Your job is to retype all of the data word for word, leaving every image out.

* [Given data]:
------------------------------------------------

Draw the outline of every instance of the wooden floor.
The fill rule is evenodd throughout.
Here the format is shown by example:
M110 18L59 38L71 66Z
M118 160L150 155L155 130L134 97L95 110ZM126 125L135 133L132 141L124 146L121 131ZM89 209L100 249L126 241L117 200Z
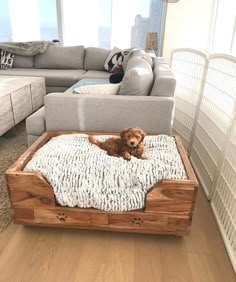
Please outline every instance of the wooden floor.
M233 282L214 217L199 190L188 237L22 227L0 234L1 282Z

------------------------------------------------

* [Worked solution]:
Draw the outline of every instance of the wooden floor.
The fill rule is evenodd throughout.
Here the format is shown by example:
M110 18L59 38L71 66Z
M118 160L150 155L155 130L134 97L95 110ZM126 125L135 133L132 141L124 146L121 131ZM89 209L100 249L126 241L117 200Z
Please outline every instance of the wooden floor.
M233 282L214 217L199 190L188 237L22 227L0 234L1 282Z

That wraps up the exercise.